_Instructions to follow_
Please write out the whole listing below again, putting "one small cross" in place of "a single dot" everywhere it occurs and changing nothing else.

_Excerpted data_
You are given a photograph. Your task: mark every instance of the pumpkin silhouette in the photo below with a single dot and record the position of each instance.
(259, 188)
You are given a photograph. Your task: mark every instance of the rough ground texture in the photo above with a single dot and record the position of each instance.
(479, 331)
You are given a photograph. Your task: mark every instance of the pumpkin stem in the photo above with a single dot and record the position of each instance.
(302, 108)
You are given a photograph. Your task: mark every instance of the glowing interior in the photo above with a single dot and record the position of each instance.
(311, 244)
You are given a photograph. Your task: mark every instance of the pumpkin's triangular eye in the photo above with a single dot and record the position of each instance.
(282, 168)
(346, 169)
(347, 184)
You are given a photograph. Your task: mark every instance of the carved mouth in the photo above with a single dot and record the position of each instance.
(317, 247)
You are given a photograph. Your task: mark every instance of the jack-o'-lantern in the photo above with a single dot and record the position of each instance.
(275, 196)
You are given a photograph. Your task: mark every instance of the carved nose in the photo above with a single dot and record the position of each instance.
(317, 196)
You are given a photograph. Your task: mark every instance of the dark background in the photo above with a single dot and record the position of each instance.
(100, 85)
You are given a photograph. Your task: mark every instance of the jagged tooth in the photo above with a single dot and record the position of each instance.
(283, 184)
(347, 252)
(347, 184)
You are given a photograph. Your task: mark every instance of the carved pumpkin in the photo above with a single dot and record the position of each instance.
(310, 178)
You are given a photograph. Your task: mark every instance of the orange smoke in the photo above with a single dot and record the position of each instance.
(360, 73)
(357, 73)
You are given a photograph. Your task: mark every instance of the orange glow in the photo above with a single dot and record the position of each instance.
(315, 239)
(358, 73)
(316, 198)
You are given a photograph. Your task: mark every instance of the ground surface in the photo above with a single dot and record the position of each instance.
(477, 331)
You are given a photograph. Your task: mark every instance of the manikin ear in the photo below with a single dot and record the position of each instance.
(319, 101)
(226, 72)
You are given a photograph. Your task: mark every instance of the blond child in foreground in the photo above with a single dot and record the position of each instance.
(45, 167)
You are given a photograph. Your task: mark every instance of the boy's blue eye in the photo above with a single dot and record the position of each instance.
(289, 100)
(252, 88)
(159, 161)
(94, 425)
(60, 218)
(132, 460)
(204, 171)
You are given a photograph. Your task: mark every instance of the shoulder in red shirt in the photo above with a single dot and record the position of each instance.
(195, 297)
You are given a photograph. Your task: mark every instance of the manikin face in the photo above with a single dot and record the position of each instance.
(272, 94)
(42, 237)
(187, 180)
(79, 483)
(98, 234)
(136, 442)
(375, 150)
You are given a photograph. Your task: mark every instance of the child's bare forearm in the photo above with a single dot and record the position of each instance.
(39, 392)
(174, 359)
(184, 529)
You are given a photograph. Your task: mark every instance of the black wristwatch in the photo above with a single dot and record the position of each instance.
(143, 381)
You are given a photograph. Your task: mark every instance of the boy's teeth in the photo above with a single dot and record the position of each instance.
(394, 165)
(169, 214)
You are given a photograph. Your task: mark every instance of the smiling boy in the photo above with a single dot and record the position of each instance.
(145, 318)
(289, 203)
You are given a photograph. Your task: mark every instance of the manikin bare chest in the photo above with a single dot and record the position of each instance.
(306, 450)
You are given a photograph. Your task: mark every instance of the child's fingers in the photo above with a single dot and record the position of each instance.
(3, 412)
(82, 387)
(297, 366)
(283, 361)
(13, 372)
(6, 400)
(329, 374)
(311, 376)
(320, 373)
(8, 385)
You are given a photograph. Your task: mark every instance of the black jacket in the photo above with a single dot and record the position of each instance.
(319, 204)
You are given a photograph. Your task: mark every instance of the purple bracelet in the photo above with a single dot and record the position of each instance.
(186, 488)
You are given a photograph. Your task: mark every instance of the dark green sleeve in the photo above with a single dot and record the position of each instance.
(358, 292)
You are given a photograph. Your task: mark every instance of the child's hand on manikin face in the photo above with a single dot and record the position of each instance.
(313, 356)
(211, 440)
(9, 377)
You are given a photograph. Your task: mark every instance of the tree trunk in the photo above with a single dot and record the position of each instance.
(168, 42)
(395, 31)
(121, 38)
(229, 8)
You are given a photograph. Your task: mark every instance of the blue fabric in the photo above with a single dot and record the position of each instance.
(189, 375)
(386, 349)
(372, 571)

_Exercise response_
You are given a photograph. Your task: mark every instance of the pumpkin silhouette in the photo below with one small cross and record the position of each instance.
(259, 188)
You are given a photograph. Your task: mark every instance of the rough ground texture in the photo above with one small cross and record the position of each instance.
(479, 331)
You are given a photograph. Your task: mark every instance of the pumpkin stem in the photo above with one small cross and record the position of each instance.
(302, 108)
You are given a photograph. Your task: mark every instance of the glowing interior in the photo above with one small cross and record the position of each instance.
(311, 244)
You are given a photograph. Your task: mark every instance of the pumpkin's triangular eye in the photo above with one small cross and record the position of each instance.
(282, 168)
(346, 169)
(347, 184)
You are given a photograph. Your task: mark every instance of the carved mouth in the photo above with one small cross and record the position of each instance.
(317, 247)
You are given a photograph. Your task: mark every instance of the jack-o'-lantern in the photo above with one small cross and record the position of each instance.
(275, 196)
You are given a photograph. Your task: mark every instance of the carved nose in the photo above with one small cross and record the position of each instance.
(317, 196)
You are given a photograph. Your task: mark every instance of the dark background in the photo above with one small cross and record the position of each instance.
(100, 85)
You are given a photograph. Your task: mark every instance of the jagged tooth in the photo above with one small cross and record the position of each instance.
(283, 184)
(347, 252)
(347, 184)
You are given a photograph. Your task: mark every instance of the carved pumpkin in the photo above with one small cross and record the position of each instance.
(310, 178)
You are given a photograph. Your task: mark every instance of the orange smoke in the photo above with one small cross and record the position of each instance.
(360, 73)
(357, 73)
You are given a photograph. Your task: mark every instance of the orange glow in the photo above with one small cross and record the position of each instance.
(315, 239)
(358, 73)
(316, 198)
You are given a photograph. Your task: mark every instance of the ground surface in the photo above with one small cross and record the position of each instance.
(477, 331)
You are given a photograph. Your task: mark every instance of the manikin ear in the photo below with one small cross and record the position of each instance.
(319, 101)
(226, 72)
You are given a photograph. Your task: mark every instance of the blond child in foreground in the photo above with one small cross and record the position of each instance.
(45, 167)
You are given a photograph. Your task: mark every instance of the boy's blue eye in the photo above with one small cross and record the position of each instance.
(289, 100)
(252, 88)
(159, 161)
(94, 425)
(60, 218)
(132, 460)
(204, 171)
You are given a photograph. Your task: mark every instance of the shoulder in red shirt in the photo above with one small cross and record the position of each instance.
(195, 297)
You are given a photograph. Your task: mark every instance of the manikin face in the photo above with one small cross and record the position of each instance.
(272, 94)
(42, 237)
(187, 180)
(79, 483)
(98, 234)
(136, 442)
(375, 150)
You are given a photograph. Your task: mark every instance of the child's bare forearm in the photo above with one small cross and record the position of each instance.
(39, 392)
(174, 359)
(184, 529)
You are given a photograph. Your task: mark every instance of the black wristwatch in the photo above with one small cross and record the position of each instance.
(143, 381)
You are given a photograph. Your task: mark every instance of the boy's teeth in the photo above with one small cross and record the position of each instance.
(394, 165)
(169, 214)
You are given a photograph. Your task: mark every instance of the smiling boy in the photo above with one small cross and record the position of each instance.
(145, 318)
(289, 203)
You are given a photograph. Your task: mark every instance of the manikin bare chest in the photo above with one small cross and record the position of each instance.
(306, 450)
You are given a photograph. Your task: mark every instance of the child's fingers in the photo above with one small cross and record the position of each instance.
(3, 412)
(82, 387)
(297, 366)
(283, 361)
(13, 372)
(6, 400)
(329, 374)
(311, 376)
(320, 373)
(8, 385)
You are given a photograph. Your task: mark every instance of the black jacket in the photo above with one small cross and record the position of each instance.
(319, 204)
You are given a photograph. Your task: mark every instance of the purple bracelet in the photo above with one small cross and record the position of each instance.
(186, 488)
You are given a photograph. Your task: mark every instance of the dark green sleeve in the photo above with one small cross and record the position of each instance.
(358, 292)
You are given a photograph. Your task: mark every instance of the child's hand on manikin face in the photo above with one small cross and record the position of each instance.
(313, 356)
(211, 440)
(9, 377)
You are given a photograph. Your task: mark every instance of the tree trunk in the photo above with one small cross and record the position of each instance.
(168, 42)
(395, 31)
(121, 38)
(229, 8)
You are given a photograph. Your task: mark every instance of the blue fabric in the photo above with one small cross and record the position of each instance.
(189, 375)
(386, 349)
(372, 571)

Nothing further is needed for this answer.